+++ Excerto do texto +++

Acórdão do Supremo Tribunal de Justiça
Processo:
97/14.6T8ACB-A.C1.S1
Nº Convencional: 7ª SECÇÃO
Relator: OLINDO GERALDES
Descritores: ABUSO DO DIREITO
BOA FÉ
CONTRATO DE PERMUTA
EMBARGOS DE EXECUTADO
OPOSIÇÃO À PENHORA
RECURSO DE REVISTA
OBJECTO DO RECURSO
OBJETO DO RECURSO
ADMISSIBILIDADE DE RECURSO
REJEIÇÃO DE RECURSO
CONHECIMENTO DO MÉRITO
EXECUÇÃO HIPOTECÁRIA
CRÉDITO HIPOTECÁRIO
ACÇÃO EXECUTIVA
AÇÃO EXECUTIVA
INOPONIBILIDADE DO NEGÓCIO
Data do Acordão: 09/28/2017
Votação: UNANIMIDADE
Texto Integral: S
Privacidade: 1
Meio Processual: REVISTA
Decisão: NEGADA A REVISTA
Área Temática:
DIREITO CIVIL - RELAÇÕES JURÍDICAS / EXERCÍCIO E TUTELA DE DIREITOS - DIREITO DAS OBRIGAÇÕES / GARANTIAS ESPECIAIS DAS OBRIGAÇÕES.
DIREITO PROCESSUAL CIVIL - PROCESSO DE EXECUÇÃO / PENHORA DE BENS / OPOSIÇÃO À PENHORA / EMBARGOS DE EXECUTADO / SENTENÇA - RECURSOS.
Doutrina:
- A. MENEZES CORDEIRO, Tratado de Direito Civil Português, I, tomo1, 2.ª edição, 2000, 241 e 245.
Legislação Nacional:
CÓDIGO CIVIL (CC): - ARTIGOS 334.º, 721.º.
CÓDIGO DE PROCESSO CIVIL (CPC): - ARTIGO 671.º, N.º 1.
CÓDIGO DO REGISTO PREDIAL (CRPRED): - ARTIGO 5.º, N.º 1.
Sumário : I. O abuso do direito, consagrado no art. 334.º do Código Civil, corresponde, sobretudo, a uma manifestação concreta do princípio da boa fé.

+++ Material +++

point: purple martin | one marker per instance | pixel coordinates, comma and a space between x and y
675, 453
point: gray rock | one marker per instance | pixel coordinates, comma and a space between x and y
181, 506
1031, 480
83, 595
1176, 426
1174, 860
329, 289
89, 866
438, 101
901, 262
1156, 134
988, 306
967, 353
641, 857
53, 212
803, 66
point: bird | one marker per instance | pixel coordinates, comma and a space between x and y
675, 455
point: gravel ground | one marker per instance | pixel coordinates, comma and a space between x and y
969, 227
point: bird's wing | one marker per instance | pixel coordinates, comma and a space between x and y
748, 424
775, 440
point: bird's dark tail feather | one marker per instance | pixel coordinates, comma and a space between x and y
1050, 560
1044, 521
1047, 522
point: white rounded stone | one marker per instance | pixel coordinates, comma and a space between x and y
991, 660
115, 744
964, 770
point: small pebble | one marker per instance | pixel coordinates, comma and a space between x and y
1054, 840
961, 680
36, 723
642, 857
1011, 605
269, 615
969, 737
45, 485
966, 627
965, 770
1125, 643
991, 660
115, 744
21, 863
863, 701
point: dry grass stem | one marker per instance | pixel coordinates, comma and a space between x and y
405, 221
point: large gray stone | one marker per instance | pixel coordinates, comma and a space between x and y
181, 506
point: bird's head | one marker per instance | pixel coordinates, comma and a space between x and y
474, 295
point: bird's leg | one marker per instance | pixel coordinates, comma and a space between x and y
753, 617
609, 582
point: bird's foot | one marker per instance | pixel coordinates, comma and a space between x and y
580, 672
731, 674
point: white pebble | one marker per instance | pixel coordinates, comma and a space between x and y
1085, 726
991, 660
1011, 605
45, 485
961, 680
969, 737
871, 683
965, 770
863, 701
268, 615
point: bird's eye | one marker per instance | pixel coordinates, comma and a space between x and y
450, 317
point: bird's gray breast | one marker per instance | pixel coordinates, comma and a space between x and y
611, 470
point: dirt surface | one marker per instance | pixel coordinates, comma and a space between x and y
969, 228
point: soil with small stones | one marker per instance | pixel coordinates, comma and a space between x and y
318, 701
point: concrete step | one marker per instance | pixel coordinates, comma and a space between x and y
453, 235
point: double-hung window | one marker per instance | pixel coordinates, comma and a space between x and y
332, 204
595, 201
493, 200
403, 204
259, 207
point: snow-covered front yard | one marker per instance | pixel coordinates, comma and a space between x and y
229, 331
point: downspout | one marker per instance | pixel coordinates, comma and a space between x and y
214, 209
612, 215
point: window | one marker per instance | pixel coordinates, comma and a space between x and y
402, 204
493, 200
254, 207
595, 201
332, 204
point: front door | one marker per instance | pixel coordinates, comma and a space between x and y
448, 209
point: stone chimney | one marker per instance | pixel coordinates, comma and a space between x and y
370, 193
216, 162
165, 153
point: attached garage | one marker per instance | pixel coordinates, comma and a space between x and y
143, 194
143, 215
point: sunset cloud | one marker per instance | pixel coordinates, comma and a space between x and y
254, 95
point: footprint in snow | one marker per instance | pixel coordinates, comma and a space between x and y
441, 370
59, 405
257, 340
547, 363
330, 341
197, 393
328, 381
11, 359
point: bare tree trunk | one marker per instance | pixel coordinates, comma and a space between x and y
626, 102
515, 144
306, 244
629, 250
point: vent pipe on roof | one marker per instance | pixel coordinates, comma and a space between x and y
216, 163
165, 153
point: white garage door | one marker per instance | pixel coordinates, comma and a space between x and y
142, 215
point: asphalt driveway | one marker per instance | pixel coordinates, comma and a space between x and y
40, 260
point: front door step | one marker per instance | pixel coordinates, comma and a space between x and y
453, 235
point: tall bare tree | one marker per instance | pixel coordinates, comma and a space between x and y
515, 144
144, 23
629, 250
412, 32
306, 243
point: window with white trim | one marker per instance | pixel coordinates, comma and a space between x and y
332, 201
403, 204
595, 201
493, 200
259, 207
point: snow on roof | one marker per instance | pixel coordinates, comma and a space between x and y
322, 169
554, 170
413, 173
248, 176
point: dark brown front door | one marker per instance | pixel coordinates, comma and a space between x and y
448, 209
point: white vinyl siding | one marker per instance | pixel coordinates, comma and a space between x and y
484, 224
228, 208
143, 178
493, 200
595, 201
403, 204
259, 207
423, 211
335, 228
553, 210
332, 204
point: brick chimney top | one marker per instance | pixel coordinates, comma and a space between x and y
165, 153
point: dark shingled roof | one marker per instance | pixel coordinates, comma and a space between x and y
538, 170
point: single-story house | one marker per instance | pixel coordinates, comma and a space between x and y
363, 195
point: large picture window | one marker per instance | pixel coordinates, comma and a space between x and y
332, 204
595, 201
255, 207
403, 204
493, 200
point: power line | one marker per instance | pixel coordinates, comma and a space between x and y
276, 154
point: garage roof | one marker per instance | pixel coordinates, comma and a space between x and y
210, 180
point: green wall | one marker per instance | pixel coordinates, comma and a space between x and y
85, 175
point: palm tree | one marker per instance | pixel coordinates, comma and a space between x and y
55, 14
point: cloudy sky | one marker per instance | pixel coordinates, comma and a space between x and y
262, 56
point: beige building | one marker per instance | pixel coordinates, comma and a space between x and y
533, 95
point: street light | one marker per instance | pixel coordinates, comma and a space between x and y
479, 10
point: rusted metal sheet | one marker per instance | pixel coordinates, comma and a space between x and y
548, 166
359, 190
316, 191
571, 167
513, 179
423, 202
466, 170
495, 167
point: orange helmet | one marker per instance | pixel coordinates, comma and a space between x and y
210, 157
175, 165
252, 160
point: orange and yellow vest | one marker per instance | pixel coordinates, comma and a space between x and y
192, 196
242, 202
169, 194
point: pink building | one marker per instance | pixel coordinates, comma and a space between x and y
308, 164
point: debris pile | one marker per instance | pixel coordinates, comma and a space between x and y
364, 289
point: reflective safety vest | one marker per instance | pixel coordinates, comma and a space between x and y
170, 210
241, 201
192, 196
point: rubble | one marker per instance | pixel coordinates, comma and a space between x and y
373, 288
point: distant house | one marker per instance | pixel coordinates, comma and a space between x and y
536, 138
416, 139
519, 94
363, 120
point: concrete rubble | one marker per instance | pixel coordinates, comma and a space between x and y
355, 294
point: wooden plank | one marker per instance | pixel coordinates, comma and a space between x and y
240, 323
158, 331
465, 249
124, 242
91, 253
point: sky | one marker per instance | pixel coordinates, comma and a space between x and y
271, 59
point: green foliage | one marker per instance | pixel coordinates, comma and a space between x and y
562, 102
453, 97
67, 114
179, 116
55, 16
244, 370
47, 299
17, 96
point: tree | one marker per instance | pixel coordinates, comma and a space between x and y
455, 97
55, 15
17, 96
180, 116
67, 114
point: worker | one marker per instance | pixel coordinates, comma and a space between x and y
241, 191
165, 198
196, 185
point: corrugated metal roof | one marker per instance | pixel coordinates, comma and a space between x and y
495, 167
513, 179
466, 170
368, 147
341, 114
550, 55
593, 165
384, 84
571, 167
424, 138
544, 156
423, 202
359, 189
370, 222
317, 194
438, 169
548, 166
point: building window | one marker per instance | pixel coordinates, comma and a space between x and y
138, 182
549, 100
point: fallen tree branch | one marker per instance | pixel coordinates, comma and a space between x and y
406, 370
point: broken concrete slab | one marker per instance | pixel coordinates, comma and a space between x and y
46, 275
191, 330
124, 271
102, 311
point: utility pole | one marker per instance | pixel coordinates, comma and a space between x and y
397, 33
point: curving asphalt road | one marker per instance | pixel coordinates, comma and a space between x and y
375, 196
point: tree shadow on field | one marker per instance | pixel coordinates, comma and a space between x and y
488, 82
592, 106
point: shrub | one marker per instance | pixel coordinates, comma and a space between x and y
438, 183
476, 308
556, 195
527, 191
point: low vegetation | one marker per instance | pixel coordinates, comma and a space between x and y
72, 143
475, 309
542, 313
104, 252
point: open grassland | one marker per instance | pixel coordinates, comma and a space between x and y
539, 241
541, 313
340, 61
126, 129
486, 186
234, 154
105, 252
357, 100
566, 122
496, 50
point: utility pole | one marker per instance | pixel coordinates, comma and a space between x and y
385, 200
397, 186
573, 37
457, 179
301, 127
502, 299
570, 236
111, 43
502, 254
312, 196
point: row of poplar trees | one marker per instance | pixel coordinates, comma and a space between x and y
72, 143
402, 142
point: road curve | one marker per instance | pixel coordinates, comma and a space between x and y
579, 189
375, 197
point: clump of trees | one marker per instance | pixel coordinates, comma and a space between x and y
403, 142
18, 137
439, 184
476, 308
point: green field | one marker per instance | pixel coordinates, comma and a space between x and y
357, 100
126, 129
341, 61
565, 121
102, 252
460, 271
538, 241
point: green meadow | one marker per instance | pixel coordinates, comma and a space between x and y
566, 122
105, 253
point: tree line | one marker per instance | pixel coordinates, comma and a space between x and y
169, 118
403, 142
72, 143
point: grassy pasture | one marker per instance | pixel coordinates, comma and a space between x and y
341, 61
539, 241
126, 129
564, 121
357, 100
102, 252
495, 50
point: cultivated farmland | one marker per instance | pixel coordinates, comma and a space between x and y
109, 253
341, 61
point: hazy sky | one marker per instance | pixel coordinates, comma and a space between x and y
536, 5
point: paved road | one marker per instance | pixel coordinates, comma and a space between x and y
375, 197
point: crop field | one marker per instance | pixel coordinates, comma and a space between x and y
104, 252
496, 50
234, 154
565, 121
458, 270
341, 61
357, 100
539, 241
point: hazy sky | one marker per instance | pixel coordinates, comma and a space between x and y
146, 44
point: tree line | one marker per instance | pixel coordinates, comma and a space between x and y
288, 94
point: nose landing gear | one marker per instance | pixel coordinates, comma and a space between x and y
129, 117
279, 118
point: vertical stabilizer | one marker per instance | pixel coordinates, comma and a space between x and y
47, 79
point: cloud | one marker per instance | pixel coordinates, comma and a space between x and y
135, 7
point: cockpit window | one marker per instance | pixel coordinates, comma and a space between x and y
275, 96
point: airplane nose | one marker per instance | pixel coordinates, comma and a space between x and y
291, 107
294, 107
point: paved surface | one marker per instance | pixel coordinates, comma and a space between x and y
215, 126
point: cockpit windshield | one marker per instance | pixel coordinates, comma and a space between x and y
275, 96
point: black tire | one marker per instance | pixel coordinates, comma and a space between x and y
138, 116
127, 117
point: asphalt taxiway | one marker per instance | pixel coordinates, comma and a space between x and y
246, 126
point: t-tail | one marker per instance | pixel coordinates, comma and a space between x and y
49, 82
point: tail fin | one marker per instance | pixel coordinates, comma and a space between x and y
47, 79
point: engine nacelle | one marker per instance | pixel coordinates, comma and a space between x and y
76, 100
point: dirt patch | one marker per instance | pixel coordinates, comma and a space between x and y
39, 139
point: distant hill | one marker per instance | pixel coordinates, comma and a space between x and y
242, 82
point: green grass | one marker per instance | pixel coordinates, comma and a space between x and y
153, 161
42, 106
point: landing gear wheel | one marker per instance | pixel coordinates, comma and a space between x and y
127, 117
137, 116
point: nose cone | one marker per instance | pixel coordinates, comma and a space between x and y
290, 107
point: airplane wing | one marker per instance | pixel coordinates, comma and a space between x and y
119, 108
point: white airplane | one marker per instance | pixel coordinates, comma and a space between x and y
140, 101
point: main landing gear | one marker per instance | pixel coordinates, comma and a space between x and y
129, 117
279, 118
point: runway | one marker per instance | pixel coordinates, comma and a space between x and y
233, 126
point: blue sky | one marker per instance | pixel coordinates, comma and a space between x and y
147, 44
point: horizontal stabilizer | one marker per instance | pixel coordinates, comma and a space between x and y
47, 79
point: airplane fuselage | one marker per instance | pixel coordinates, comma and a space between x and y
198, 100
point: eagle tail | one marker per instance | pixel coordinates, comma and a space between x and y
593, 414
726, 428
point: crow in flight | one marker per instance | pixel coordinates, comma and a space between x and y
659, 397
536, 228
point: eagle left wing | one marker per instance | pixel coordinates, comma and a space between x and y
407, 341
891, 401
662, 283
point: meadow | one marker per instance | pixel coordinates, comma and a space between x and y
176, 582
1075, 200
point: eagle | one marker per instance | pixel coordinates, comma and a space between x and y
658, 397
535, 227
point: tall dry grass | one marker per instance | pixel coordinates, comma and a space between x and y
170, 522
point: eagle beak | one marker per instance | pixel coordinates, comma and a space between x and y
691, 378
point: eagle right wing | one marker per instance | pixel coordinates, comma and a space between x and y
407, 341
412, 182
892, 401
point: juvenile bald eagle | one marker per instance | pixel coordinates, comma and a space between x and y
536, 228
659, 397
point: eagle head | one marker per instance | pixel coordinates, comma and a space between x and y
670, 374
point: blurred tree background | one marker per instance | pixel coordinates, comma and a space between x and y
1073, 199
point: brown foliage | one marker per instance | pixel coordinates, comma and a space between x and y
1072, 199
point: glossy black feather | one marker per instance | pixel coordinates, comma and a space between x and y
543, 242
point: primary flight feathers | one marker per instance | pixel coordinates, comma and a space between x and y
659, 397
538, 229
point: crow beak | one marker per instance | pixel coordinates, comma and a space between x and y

+++

**Tarefas propostas**:
1. Que artigos de lei aparecem em «Legislação Nacional» no acórdão? Indique cada um com o código a que pertence.
2. As afirmações seguintes estão de acordo com o acórdão? Responda sim ou não a cada uma e cite as palavras do texto que o decidem.
(a) A decisão foi tomada por unanimidade.
(b) A revista foi concedida.
(c) O relator foi Olindo Geraldes.
3. Segundo o sumário do acórdão, a que corresponde sobretudo o abuso do direito?

**Respostas**:
1.
- Código Civil, artigo 334.º
- Código Civil, artigo 721.º
- Código de Processo Civil, artigo 671.º, n.º 1
- Código do Registo Predial, artigo 5.º, n.º 1

2.
(a) Sim: «Votação: UNANIMIDADE»
(b) Não: «Decisão: NEGADA A REVISTA»
(c) Sim: «Relator: OLINDO GERALDES»

3. A uma manifestação concreta do princípio da boa fé.